━━━ Dataset content ━━━

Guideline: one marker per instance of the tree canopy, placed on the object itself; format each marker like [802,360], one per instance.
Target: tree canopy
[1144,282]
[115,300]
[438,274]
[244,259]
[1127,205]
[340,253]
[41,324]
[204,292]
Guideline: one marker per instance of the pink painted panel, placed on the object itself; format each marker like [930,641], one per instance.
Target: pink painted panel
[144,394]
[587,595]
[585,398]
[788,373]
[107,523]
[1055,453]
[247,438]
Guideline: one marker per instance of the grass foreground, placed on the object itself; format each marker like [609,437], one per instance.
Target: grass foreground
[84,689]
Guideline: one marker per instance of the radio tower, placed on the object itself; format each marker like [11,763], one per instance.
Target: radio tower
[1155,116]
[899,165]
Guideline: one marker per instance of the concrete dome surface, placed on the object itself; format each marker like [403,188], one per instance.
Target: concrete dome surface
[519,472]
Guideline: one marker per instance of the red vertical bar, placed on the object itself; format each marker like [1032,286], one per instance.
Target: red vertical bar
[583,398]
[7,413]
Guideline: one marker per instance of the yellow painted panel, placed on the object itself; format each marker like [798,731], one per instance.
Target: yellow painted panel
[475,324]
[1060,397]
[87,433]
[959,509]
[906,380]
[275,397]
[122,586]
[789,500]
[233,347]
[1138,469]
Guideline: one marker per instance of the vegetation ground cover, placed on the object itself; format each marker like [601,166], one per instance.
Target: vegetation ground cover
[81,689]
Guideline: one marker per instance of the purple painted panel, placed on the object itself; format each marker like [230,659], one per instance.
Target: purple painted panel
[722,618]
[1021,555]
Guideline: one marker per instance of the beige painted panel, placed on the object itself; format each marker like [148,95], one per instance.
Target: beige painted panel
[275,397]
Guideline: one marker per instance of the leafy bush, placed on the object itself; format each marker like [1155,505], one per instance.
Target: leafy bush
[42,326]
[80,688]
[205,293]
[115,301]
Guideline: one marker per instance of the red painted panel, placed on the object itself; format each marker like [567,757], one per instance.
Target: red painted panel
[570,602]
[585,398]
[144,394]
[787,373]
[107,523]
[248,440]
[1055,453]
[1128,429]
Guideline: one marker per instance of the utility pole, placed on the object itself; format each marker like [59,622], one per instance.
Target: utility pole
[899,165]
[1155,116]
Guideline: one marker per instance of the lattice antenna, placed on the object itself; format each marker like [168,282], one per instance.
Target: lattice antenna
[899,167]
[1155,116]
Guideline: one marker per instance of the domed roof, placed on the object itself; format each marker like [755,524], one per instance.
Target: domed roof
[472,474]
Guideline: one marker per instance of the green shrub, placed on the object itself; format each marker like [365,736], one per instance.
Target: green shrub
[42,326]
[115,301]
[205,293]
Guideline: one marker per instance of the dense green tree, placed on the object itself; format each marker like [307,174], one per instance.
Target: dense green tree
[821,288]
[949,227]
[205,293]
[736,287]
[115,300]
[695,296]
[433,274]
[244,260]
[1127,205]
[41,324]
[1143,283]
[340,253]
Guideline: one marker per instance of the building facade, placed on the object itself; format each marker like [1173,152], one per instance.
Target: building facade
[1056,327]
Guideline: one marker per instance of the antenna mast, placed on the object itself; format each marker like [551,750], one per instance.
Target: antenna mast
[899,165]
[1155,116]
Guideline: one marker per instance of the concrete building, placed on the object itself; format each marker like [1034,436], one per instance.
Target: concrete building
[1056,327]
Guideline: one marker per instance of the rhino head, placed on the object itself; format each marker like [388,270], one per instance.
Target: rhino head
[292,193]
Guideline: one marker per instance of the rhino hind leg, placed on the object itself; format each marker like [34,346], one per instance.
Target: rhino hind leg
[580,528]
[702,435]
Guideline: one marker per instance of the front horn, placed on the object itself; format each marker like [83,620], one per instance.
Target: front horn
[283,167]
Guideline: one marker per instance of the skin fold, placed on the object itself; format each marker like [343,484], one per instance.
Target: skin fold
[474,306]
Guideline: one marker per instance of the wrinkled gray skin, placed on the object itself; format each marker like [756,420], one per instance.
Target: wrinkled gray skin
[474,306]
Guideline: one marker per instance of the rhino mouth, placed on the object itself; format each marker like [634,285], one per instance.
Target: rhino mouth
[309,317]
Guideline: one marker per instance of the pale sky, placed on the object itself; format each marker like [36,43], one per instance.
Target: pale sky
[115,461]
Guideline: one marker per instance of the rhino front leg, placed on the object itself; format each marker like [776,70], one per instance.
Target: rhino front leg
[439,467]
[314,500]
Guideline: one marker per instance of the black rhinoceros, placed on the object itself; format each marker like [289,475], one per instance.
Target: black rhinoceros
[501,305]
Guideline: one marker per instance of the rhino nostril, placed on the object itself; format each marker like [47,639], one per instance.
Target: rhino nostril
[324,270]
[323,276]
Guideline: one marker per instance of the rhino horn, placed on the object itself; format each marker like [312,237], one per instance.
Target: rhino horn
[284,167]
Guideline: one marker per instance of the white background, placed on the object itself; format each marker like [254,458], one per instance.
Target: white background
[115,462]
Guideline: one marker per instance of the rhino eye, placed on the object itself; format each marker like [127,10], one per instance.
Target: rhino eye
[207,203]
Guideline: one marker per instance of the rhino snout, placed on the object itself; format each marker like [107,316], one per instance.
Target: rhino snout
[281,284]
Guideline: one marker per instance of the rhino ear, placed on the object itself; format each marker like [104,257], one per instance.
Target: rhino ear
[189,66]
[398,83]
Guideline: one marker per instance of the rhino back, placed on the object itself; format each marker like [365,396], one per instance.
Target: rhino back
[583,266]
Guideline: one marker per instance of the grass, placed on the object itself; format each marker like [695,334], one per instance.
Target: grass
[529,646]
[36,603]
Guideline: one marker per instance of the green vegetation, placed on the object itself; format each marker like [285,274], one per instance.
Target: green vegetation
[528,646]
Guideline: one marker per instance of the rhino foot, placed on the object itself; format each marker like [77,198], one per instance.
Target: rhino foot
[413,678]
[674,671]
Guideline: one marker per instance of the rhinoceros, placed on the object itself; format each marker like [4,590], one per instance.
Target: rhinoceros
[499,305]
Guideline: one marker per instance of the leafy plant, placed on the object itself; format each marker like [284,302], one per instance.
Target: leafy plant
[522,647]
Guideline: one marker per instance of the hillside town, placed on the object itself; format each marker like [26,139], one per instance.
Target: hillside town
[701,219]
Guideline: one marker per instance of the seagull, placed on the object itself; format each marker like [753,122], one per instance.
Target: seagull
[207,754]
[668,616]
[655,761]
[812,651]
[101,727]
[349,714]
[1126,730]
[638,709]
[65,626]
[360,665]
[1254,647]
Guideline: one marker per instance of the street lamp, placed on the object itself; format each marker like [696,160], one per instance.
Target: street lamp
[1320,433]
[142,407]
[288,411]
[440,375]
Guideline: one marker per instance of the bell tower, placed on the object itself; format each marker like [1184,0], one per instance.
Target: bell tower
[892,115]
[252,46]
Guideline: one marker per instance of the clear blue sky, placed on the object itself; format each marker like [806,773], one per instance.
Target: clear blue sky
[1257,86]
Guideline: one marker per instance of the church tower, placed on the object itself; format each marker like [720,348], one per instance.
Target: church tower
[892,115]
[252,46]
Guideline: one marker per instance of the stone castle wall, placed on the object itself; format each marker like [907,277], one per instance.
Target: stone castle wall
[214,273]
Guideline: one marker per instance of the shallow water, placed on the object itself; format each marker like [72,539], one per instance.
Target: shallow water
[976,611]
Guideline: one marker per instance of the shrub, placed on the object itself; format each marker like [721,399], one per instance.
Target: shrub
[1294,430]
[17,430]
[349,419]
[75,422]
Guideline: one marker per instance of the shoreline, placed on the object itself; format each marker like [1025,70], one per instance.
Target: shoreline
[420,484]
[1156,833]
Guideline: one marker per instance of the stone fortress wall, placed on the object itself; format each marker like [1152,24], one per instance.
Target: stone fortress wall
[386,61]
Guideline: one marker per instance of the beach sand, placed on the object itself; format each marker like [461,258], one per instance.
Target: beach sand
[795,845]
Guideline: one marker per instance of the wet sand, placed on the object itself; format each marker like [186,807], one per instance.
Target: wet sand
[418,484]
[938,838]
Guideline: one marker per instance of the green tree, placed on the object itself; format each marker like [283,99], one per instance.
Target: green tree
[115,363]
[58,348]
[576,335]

━━━

Task to complete: Give again only the lines starting at the one that contains "Guideline: one marker per instance of the shallow" and running to the end of the data.

Output for this task:
Guideline: one marker per instance of the shallow water, placed on the object itself; format each marker like [72,539], one per instance.
Target: shallow water
[976,611]
Guideline: one marker per instance of the shrub, placed on the object itself; format each marker like [721,399], one per instance.
Target: shrub
[1294,430]
[17,430]
[349,419]
[75,422]
Guideline: one marker per instance of the shoreline, placed on the object itself; format each marker like [1025,70], one per instance.
Target: shoreline
[420,484]
[1156,833]
Guideline: one marker per instance of the stone fortress wall, placed on the object itself; format each marker like [1152,24], one per instance.
Target: stone fortress wall
[386,61]
Guideline: one marker per instance of the beach sand, placed on the object itself; format each marker like [461,258], one per instance.
Target: beach sand
[795,845]
Guideline: one marker per instance of the wet sand, placed on the object itself; format each marker like [186,807], one per instance.
Target: wet sand
[418,484]
[938,838]
Guideline: one marker per instance of the green tree, placed on the object itself; format each marker like [283,99], one per instance.
Target: green tree
[115,363]
[58,348]
[576,335]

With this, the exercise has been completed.